Мы не знаем, почему важно было найти темно-синий фасад, фасад цвета вечерней или утренней тьмы. Возможно, это укрытие, убежище, которое бы позволило отсрочить смерть. Но маловероятно, ведь поэт приходит на Васильевский остров с определенной целью, приходит именно умирать. Однако ему важно умереть как можно ближе к этому фасаду и тому, кто с ним связан (или тому, что с ним связано).
Поэт падает, не дойдя до цели, падает между выцветших линий на асфальт. Стихотворению важно подчеркнуть их блеклый цвет и то, что поэт падает между них.
Выцветший — сходящий на нет, истончившийся, наконец, теряющий форму.
О том, что стоит за семой “между”, мы поговорим чуть позднее. Несмотря на то, что на Васильевском острове улицы носят названия линий, мне кажется, что в тексте стихотворения речь идет не об улицах, а о линиях, нарисованных на асфальте, о линиях дорожной разметки. Поэт падает, переходя через дорогу, этим подчеркивается то, что он упал на полпути, не дойдя до места, которое искал.
И душа, неустанно
поспешая во тьму,
промелькнет над мостами
в петроградском дыму…
Поэт падает, а душа отлетает от тела и неустанно поспешает во тьму. Тьма — цель ее пути. Но что это за тьма?
Все, что происходило до того, происходило впотьмах. И это означает, что есть две тьмы в этом тексте.
Тьма “впотьмах”, тьма земная. И та тьма, куда стремится отлетевшая от тела душа, мелькающая в петроградском дыму над мостами, пересекающая Реку. И в моей модели в тот момент, когда душа проносится над мостами Невы, начинается превращение, трансформация реки в ту реку, берега которой окутывает вечная Тьма. И более о душе не будет речи в этой саге. А мы вернемся к телу, лежащему на асфальте, телу, от которого навсегда отлетела душа.
…и апрельская морось,
под затылком снежок,
и услышу я голос:
– До свиданья, дружок.
И увижу две жизни
далеко за рекой,
к равнодушной отчизне
прижимаясь щекой, —
Поразительно в этих строках то, что не глаза души видят две жизни далеко за рекой и не душа слышит слова прощания. Душа уже отлетела, летит над мостами.
А видит и слышит лишенное души тело. И снежок оно ощущает, и апрельскую морось. И асфальт щекой чувствует. Всмотримся в Тело внимательно. Сначала вглядимся в его позу. Два положения головы, чтоб чувствовать под затылком снежок и чтоб прижиматься щекой к асфальту, совместить можно, только если лежишь на боку. И это наводит на ассоциации с древними погребениями “скрюченных костяков”, в которых телам придавали позу зародыша, подтягивая колени к животу, укладывая на бок и посыпая красной охрой. Впрочем, это не более чем блошка в сторону.

====

### Задания
[1] Какого цвета фасад, который поэт хотел найти, согласно разбору стихотворения?
[2] Продолжите разбор стихотворения, начиная сразу после его последнего предложения.

====

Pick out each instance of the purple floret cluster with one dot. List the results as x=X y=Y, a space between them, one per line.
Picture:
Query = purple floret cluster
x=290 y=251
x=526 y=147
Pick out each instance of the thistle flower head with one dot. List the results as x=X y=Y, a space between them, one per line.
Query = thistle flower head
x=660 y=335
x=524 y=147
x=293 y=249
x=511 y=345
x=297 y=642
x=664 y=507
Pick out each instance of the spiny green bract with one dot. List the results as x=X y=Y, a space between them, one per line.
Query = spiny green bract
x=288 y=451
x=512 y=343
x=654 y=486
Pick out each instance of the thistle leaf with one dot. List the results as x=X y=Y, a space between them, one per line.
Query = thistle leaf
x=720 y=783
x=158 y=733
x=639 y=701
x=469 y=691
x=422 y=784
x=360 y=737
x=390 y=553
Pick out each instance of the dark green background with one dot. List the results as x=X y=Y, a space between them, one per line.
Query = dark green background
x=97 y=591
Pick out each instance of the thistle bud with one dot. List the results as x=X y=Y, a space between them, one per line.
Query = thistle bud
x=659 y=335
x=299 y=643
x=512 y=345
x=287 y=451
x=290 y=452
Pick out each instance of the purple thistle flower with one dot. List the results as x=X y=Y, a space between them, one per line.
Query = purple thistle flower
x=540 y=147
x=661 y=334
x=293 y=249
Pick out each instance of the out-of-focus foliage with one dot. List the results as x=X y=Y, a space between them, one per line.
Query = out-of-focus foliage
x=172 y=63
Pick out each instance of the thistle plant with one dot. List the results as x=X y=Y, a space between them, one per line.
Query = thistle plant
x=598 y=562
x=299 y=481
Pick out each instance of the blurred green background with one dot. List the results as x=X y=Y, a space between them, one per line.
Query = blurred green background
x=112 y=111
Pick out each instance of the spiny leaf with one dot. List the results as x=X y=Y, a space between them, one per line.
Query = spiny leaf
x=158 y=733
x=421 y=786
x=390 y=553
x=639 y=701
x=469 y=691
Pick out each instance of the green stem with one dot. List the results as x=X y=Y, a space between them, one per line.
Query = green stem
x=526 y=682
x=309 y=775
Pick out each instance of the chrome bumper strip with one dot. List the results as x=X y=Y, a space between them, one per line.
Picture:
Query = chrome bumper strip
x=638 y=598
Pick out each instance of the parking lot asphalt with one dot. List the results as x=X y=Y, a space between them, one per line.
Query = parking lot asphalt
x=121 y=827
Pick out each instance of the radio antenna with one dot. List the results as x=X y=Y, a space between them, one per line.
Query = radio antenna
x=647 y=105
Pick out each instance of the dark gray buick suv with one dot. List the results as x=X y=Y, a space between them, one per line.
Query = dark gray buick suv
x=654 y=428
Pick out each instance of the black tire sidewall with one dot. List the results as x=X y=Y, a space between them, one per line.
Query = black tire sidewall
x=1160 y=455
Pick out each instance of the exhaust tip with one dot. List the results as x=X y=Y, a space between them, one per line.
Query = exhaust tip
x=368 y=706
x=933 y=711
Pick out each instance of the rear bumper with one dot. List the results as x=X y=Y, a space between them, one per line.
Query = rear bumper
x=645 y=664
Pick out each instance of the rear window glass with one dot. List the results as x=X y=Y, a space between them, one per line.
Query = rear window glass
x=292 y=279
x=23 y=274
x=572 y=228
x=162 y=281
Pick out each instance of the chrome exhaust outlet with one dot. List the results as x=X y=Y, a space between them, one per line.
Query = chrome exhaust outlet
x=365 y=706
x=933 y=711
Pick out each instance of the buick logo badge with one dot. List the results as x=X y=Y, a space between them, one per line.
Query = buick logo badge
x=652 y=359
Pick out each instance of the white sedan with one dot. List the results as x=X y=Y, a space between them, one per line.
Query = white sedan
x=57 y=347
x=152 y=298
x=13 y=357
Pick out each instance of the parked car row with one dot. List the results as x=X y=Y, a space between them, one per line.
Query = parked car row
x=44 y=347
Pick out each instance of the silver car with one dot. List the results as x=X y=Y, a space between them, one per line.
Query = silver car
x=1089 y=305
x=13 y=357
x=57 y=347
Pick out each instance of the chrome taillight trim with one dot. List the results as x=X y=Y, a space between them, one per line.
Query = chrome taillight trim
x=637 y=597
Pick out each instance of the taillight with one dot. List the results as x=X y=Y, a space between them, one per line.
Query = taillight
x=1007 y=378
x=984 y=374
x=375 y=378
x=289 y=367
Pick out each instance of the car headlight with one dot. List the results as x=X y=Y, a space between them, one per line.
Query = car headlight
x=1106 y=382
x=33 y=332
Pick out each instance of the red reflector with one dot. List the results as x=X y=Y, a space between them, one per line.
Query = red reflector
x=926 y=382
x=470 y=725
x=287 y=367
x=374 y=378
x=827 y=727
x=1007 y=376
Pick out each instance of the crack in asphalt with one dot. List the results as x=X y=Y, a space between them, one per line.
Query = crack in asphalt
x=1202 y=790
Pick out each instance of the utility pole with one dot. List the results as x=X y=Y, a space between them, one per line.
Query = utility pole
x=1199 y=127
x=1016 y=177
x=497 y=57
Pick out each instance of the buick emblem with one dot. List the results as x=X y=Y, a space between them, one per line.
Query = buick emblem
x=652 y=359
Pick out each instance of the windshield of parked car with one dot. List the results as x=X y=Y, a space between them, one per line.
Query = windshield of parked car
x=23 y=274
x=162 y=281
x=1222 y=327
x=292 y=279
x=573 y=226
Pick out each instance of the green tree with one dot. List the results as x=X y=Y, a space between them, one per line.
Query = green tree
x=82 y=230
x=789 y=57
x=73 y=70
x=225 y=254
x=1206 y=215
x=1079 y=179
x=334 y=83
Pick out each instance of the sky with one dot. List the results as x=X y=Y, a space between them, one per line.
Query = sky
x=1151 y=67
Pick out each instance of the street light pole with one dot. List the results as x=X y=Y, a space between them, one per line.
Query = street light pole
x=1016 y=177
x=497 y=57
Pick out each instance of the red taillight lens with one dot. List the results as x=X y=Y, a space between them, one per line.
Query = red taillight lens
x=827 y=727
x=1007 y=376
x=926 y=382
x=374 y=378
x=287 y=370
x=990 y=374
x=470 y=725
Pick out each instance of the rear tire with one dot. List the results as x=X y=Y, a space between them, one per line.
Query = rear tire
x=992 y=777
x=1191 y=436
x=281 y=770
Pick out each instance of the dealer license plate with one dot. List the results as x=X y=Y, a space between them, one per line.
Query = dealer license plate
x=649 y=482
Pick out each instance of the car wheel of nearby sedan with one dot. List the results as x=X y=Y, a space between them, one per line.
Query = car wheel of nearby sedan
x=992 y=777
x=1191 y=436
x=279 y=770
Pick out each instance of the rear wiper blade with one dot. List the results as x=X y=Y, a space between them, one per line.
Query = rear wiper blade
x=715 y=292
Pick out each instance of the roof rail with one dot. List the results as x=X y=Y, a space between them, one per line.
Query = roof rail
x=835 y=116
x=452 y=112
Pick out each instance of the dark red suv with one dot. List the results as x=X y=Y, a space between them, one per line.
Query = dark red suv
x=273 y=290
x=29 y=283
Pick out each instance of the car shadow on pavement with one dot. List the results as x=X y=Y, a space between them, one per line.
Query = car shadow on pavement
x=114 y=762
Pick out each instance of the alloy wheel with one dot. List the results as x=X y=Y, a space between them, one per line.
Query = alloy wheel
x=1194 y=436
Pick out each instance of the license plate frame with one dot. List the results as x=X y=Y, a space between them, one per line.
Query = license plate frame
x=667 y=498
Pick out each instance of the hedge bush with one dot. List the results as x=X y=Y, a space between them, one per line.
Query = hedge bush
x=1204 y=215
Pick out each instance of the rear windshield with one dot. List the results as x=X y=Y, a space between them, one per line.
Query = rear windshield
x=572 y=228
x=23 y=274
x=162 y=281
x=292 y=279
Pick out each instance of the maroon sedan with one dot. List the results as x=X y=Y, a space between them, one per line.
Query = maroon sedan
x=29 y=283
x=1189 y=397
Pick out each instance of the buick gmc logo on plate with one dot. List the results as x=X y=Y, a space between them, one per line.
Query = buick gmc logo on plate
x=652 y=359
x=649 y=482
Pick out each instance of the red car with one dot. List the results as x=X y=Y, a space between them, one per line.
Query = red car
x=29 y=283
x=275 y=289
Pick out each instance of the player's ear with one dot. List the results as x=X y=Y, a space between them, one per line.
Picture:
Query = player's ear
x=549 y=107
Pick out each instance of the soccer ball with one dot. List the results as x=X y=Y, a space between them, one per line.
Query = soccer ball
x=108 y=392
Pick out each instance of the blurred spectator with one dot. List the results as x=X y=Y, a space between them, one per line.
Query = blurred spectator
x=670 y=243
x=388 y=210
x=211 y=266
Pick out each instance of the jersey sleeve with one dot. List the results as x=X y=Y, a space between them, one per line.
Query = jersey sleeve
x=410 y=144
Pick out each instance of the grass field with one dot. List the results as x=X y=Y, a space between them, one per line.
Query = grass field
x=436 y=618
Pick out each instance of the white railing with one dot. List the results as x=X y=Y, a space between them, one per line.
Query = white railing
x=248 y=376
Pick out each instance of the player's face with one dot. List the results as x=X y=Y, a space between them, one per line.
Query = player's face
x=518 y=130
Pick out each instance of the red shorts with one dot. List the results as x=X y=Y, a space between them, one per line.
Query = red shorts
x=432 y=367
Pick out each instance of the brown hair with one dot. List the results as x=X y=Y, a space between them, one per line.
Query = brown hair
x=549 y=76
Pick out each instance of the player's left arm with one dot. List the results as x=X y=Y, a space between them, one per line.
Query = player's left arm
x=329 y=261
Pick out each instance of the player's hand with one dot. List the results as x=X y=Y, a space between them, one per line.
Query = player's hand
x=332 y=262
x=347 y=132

====

### Ответы к заданиям
[1] Темно-синего, цвета вечерней или утренней тьмы.

[2]
Значимее то, что тело лежит лицом к реке. Две жизни оно видит именно за рекой.
И, прежде чем мы пойдем дальше, обратим внимание на едва не пропущенную деталь. В этих строках одновременно, в одно и то же время присутствуют морось и снег. Это исключительно важный момент для понимания текста. Снег и морось — разные состояния одной субстанции, переходящие друг в друга. Апрель — промежуточная пора, когда переход снега в воду еще не завершился. Это состояние МЕЖДУ.
И от этого состояния, от этой семы, мы вернемся туда, где мы уже видели слово между, вернемся к телу, упавшему МЕЖДУ выцветших линий.
И еще одно. Голос, который тепло прощается с поэтом, точнее, с телом поэта, ведь именно оно слышит этот голос, противопоставлен холоду равнодушной отчизны. Откуда же идет тепло? Не оттуда, куда отлетела душа, ибо не душа это тепло воспринимает. И ни от страны, ни от погоста оно идти не может, нет тепла во взаимном равнодушии. Тогда откуда же?
Чтобы понять это, нам придется всмотреться в образ, который чудовищно бездонен и завораживает меня тем больше, чем больше я в него вглядываюсь.
…словно девочки-сестры
из непрожитых лет,
выбегая на остров,
машут мальчику вслед.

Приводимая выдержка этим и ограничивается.